# REQUEST
Pull out every line in the items below that contains the word "finger".

========

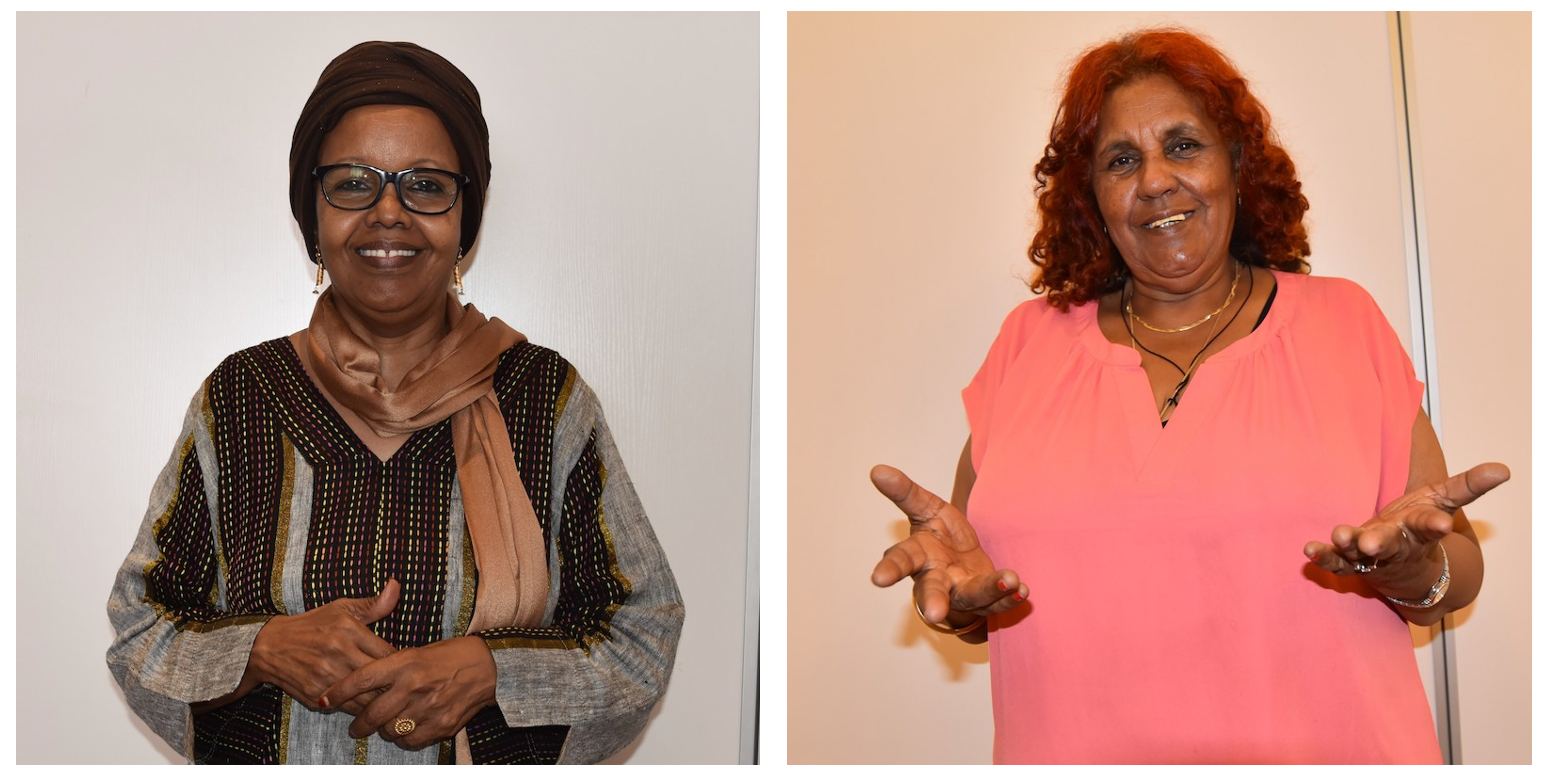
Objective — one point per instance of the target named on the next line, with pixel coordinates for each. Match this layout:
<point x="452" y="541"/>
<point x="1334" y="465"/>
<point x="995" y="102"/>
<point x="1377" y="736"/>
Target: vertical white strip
<point x="750" y="669"/>
<point x="1420" y="321"/>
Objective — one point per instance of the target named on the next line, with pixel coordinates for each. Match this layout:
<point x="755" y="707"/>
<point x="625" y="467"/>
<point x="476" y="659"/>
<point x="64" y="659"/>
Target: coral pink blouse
<point x="1172" y="617"/>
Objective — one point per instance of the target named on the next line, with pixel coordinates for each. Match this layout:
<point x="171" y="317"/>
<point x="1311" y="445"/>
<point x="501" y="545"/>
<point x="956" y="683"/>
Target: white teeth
<point x="1169" y="221"/>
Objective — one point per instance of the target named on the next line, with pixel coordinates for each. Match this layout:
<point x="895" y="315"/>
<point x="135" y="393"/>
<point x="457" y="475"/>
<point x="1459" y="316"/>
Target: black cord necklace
<point x="1172" y="399"/>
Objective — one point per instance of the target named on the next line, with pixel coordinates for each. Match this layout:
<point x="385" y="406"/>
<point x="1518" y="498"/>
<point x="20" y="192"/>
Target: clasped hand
<point x="952" y="573"/>
<point x="1397" y="550"/>
<point x="329" y="658"/>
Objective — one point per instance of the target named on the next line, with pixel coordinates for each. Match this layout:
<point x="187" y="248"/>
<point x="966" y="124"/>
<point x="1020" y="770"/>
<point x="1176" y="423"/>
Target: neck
<point x="400" y="341"/>
<point x="1163" y="305"/>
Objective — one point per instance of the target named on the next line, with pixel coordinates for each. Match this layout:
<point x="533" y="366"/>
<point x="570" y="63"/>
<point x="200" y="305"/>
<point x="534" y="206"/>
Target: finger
<point x="901" y="560"/>
<point x="989" y="592"/>
<point x="1345" y="539"/>
<point x="933" y="595"/>
<point x="1382" y="539"/>
<point x="1465" y="487"/>
<point x="1325" y="556"/>
<point x="1428" y="526"/>
<point x="907" y="495"/>
<point x="373" y="675"/>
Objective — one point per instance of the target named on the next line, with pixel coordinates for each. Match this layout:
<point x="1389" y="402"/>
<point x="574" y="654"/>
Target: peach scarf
<point x="455" y="382"/>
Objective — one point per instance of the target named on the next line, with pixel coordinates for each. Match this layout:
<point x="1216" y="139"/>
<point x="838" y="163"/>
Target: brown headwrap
<point x="380" y="73"/>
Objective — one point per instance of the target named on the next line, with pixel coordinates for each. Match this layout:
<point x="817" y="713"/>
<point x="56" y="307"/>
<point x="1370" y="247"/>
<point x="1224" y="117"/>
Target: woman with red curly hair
<point x="1160" y="438"/>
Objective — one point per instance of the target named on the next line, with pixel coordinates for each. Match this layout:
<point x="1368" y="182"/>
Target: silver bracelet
<point x="1436" y="592"/>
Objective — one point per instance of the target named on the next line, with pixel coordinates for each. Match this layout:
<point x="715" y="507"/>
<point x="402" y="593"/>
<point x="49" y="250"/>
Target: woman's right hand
<point x="953" y="575"/>
<point x="309" y="652"/>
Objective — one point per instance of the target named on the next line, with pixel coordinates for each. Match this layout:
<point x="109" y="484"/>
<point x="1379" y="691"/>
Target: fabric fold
<point x="452" y="382"/>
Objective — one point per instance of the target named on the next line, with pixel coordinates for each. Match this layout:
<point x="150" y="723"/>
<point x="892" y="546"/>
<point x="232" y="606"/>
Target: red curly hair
<point x="1077" y="259"/>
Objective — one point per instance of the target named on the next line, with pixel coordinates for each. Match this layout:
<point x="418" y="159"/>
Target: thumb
<point x="369" y="610"/>
<point x="907" y="495"/>
<point x="1465" y="487"/>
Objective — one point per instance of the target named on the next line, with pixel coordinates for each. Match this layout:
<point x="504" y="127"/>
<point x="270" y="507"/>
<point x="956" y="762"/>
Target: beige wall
<point x="154" y="238"/>
<point x="1474" y="119"/>
<point x="910" y="150"/>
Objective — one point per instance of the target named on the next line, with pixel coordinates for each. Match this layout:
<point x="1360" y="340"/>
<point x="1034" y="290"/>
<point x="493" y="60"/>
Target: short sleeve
<point x="1402" y="392"/>
<point x="979" y="395"/>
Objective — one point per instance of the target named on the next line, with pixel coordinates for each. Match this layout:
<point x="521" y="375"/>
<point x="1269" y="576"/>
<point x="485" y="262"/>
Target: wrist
<point x="1424" y="581"/>
<point x="486" y="669"/>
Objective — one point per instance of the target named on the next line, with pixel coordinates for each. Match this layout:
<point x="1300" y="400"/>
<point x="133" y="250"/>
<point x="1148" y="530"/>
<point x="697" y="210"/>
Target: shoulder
<point x="255" y="364"/>
<point x="1033" y="319"/>
<point x="1340" y="296"/>
<point x="526" y="368"/>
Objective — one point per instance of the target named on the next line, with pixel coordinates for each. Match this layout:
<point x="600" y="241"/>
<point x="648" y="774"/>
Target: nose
<point x="1157" y="177"/>
<point x="387" y="211"/>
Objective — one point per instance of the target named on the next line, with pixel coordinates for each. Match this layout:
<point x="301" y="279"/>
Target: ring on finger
<point x="1360" y="567"/>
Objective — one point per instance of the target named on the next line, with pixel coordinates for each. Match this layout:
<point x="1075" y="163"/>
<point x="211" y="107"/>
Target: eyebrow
<point x="1178" y="130"/>
<point x="423" y="162"/>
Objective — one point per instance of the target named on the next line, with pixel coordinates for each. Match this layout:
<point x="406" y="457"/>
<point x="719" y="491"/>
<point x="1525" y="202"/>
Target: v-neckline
<point x="1143" y="419"/>
<point x="352" y="436"/>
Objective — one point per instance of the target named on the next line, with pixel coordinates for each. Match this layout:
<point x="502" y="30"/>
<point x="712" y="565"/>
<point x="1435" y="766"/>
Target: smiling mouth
<point x="1169" y="221"/>
<point x="387" y="253"/>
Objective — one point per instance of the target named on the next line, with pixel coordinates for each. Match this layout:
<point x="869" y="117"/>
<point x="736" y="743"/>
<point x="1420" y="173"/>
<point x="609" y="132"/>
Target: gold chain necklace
<point x="1237" y="273"/>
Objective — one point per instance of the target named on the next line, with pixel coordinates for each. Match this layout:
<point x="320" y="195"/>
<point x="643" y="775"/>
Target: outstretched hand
<point x="1399" y="543"/>
<point x="952" y="573"/>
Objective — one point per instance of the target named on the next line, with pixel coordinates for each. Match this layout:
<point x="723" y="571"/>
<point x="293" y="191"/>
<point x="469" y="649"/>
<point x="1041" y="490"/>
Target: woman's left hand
<point x="1399" y="544"/>
<point x="438" y="687"/>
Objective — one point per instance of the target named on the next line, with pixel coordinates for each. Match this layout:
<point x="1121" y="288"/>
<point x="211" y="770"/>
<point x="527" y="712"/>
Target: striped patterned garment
<point x="272" y="506"/>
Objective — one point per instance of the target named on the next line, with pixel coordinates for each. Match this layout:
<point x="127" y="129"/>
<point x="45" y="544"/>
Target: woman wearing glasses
<point x="401" y="535"/>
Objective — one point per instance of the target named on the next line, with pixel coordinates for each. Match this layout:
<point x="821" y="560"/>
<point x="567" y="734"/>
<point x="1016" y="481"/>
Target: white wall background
<point x="154" y="239"/>
<point x="912" y="142"/>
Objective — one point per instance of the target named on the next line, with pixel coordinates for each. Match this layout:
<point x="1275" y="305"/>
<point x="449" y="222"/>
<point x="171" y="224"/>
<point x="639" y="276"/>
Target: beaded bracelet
<point x="947" y="630"/>
<point x="1436" y="592"/>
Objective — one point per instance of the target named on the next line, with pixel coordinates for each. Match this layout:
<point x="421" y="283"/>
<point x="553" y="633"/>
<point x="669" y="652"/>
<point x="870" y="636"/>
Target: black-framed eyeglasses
<point x="355" y="187"/>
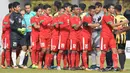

========

# FINAL RESULT
Target: finger
Target: ring on finger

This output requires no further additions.